• [SET TASK] Copy everything from the start of the material down through the line containing "[0,0,55,57]", changing "asphalt" to "concrete" and keeping all else the same.

— Begin PROVIDED DATA —

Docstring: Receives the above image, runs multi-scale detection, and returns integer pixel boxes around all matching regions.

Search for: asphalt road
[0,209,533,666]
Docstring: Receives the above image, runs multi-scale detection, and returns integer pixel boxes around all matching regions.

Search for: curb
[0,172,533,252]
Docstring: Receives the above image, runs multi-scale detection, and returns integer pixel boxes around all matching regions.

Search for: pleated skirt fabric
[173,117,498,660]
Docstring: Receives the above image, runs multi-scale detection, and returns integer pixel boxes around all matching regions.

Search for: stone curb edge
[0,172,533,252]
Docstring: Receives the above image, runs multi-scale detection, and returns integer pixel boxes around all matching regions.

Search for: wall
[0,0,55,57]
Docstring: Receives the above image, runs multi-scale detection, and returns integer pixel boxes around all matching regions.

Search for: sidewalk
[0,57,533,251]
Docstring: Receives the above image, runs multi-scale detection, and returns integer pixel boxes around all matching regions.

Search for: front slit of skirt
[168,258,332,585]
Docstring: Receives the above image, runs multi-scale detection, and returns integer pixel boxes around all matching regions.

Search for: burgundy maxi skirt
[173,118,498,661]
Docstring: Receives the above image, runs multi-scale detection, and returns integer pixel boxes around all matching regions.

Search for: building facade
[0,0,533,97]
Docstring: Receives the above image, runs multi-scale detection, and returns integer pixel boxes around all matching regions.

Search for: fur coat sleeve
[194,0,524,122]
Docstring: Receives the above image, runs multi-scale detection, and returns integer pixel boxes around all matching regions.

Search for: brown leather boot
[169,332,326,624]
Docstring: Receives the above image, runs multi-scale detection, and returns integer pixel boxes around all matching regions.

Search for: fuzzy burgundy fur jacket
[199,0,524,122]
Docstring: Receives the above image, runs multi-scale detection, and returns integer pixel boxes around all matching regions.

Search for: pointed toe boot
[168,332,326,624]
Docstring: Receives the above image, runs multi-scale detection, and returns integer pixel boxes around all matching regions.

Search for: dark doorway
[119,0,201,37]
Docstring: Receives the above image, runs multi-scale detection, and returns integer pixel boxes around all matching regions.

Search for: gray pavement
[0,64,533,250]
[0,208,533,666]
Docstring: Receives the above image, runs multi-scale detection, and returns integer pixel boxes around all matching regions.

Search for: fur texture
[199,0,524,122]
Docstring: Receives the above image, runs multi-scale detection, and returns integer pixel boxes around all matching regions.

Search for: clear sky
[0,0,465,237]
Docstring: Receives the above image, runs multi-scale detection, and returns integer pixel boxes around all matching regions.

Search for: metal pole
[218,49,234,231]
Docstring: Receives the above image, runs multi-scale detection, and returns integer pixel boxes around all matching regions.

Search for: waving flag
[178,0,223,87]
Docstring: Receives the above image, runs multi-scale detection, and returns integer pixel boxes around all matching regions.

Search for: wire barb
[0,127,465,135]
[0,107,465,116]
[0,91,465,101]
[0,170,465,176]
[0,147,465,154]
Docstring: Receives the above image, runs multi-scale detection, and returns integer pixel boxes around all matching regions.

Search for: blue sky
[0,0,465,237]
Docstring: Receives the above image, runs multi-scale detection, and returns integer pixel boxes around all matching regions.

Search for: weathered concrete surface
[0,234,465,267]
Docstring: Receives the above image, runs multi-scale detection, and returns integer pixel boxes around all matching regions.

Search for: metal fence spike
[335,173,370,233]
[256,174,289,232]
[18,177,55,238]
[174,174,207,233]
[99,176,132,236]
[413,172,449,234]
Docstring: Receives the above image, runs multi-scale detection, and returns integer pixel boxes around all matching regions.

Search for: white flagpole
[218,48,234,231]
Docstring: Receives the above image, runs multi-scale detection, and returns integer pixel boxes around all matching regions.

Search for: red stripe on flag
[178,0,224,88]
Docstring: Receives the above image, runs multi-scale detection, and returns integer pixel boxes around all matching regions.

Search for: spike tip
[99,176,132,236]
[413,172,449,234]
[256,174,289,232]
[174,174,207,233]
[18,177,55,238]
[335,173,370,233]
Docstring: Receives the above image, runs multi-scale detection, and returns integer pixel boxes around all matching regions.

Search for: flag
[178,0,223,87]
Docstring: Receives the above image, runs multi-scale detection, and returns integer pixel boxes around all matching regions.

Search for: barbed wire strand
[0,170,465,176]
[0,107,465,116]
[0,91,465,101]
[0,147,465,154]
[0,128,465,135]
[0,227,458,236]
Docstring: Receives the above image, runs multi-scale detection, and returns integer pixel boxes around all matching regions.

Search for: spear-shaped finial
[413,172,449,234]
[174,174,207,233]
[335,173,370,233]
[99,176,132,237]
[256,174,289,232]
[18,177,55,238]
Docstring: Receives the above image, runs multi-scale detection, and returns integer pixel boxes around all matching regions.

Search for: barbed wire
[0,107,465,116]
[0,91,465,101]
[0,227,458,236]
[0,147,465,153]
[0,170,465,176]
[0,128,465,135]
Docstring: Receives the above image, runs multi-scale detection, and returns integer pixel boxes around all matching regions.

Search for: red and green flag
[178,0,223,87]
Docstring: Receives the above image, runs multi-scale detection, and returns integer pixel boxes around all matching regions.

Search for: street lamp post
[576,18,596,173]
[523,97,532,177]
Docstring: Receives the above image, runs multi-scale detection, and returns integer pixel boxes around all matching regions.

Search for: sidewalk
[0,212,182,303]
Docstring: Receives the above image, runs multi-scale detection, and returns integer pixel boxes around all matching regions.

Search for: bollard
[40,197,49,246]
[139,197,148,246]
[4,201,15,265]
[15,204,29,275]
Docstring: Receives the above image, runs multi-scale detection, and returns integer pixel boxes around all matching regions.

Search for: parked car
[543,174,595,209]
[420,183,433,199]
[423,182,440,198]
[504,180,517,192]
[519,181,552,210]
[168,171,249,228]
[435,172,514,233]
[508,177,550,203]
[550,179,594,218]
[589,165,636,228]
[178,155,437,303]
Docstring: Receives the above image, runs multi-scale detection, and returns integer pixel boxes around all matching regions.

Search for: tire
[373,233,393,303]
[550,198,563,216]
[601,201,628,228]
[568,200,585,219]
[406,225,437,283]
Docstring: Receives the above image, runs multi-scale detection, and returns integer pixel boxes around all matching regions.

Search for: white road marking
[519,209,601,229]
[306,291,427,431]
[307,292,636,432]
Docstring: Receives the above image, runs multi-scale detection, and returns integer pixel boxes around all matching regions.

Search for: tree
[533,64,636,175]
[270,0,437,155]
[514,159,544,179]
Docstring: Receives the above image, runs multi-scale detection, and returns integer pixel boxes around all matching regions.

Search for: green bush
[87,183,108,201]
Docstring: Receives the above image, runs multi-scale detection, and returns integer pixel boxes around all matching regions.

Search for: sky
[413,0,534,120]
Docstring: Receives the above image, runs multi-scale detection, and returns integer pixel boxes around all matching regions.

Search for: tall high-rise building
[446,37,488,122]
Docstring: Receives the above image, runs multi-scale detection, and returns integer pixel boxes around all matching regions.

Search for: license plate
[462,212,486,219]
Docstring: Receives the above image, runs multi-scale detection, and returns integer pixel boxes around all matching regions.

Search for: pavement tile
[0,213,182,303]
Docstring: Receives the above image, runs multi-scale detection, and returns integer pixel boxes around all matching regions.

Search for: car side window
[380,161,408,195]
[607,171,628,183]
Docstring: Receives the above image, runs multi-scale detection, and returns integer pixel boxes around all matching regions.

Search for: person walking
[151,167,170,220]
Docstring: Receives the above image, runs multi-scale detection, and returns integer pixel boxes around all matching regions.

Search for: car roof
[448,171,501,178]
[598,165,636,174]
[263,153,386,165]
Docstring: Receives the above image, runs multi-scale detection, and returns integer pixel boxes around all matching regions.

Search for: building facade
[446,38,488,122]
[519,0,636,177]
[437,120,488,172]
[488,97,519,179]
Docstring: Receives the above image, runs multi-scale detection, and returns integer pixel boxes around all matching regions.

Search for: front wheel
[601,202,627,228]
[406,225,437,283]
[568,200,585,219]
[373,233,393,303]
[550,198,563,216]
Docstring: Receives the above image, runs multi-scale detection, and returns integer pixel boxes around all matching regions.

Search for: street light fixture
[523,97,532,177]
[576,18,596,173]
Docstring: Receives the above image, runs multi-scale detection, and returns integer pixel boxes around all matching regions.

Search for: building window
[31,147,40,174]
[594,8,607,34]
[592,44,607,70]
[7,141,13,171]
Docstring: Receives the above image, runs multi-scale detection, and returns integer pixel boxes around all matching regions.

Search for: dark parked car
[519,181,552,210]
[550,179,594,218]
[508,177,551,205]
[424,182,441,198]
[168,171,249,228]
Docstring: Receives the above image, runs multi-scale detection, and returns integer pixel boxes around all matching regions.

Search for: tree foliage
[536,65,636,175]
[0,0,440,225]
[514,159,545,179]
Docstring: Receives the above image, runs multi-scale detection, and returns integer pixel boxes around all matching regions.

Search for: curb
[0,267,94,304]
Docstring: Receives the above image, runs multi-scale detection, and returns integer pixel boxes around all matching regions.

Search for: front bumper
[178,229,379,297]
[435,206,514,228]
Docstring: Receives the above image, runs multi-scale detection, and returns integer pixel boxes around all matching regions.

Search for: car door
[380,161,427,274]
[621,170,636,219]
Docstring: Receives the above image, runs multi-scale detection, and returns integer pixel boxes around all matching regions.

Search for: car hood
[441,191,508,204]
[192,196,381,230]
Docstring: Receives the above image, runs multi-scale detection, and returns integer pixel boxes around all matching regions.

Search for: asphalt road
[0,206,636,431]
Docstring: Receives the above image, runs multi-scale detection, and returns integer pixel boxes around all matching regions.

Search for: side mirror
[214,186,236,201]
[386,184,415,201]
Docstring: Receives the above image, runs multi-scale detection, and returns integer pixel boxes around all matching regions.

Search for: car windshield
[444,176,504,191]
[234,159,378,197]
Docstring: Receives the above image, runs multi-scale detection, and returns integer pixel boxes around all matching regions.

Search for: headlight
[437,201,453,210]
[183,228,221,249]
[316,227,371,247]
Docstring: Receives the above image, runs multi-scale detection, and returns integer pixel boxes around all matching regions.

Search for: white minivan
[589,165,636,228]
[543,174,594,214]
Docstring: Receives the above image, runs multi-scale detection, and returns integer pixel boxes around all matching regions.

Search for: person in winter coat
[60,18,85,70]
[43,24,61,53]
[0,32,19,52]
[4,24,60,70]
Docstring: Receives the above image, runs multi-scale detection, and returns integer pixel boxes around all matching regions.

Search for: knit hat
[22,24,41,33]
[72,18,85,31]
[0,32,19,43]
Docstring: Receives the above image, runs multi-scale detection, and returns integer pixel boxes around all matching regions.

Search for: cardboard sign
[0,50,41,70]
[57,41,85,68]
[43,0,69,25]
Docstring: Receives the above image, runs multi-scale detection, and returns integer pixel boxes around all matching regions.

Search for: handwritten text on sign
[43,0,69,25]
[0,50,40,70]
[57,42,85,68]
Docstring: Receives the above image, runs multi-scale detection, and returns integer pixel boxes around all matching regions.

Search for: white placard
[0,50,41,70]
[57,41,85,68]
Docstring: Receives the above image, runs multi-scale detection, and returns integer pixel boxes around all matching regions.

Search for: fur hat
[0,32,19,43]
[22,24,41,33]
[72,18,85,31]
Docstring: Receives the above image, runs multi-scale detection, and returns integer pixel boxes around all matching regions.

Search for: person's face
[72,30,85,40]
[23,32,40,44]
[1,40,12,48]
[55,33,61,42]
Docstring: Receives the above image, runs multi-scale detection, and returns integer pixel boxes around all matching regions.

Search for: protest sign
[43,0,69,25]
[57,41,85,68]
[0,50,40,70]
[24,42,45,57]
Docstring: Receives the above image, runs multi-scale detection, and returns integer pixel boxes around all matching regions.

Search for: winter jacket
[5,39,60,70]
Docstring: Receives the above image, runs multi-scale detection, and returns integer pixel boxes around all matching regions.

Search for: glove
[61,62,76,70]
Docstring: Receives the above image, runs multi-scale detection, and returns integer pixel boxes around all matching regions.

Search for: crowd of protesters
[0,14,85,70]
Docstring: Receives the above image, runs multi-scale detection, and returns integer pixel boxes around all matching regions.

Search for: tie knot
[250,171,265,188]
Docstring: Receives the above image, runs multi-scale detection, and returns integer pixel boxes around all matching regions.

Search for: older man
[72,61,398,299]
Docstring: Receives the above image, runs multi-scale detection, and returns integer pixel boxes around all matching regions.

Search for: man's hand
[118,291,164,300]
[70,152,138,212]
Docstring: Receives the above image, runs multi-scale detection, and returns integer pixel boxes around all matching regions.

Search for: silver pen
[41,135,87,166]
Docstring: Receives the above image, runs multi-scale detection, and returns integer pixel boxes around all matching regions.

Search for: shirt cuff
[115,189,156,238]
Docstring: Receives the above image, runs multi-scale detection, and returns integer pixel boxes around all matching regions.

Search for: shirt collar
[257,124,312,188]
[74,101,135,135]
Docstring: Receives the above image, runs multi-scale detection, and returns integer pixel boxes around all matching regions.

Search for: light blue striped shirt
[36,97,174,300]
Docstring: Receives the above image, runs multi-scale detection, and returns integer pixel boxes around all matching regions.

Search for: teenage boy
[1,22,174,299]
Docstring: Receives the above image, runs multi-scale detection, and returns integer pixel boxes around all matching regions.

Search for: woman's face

— End PROVIDED DATA —

• [FINAL RESULT]
Docstring: Receives the above image, runs multi-scale detection, and returns integer pixel boxes around all matching regions.

Search for: concrete road
[0,209,533,666]
Docstring: Receives the above image, runs multi-scale detection, and returns integer pixel boxes around all matching regions.

Search for: curb
[0,172,533,252]
Docstring: Receives the above image, runs multi-scale detection, and returns integer pixel boxes around all matching regions.

Search for: pleated skirt fabric
[173,117,498,660]
Docstring: Receives the above image, runs multi-scale detection, and returns integer pixel boxes around all matching regions.

Search for: stone curb edge
[0,172,533,252]
Docstring: Receives the above image, runs multi-scale detection, and returns integer pixel boxes around all matching regions.

Search for: wall
[0,0,55,57]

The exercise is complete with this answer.